Provided information Start Marker
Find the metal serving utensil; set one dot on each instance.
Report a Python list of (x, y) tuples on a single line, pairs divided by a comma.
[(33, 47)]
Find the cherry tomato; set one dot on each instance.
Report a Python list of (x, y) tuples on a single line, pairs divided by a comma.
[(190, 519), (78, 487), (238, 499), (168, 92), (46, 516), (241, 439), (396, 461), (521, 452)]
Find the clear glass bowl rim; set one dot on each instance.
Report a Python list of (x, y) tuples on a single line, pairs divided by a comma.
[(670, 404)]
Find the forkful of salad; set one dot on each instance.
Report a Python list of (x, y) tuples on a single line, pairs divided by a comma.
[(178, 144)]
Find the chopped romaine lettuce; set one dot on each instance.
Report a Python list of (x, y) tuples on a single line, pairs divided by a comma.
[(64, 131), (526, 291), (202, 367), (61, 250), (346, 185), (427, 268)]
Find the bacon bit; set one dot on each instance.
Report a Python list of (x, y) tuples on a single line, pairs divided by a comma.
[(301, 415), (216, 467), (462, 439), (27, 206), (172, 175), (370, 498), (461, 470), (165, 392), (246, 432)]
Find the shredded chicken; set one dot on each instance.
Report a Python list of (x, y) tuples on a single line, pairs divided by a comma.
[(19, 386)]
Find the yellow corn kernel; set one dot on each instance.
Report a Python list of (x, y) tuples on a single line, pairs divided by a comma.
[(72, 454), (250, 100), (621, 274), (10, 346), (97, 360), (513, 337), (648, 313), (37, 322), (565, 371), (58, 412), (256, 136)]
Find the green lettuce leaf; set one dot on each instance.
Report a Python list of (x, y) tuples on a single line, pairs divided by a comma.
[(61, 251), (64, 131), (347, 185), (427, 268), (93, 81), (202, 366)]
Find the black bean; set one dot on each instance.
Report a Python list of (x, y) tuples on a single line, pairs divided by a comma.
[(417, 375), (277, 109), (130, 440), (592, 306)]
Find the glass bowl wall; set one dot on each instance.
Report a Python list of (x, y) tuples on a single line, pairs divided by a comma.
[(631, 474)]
Provided information End Marker
* What to do *
Report each line above containing the string "lettuce".

* Answer space *
Find the chopped romaine lettuce; set one dot on each instance.
Find the green lettuce leaf; set one dot on each instance.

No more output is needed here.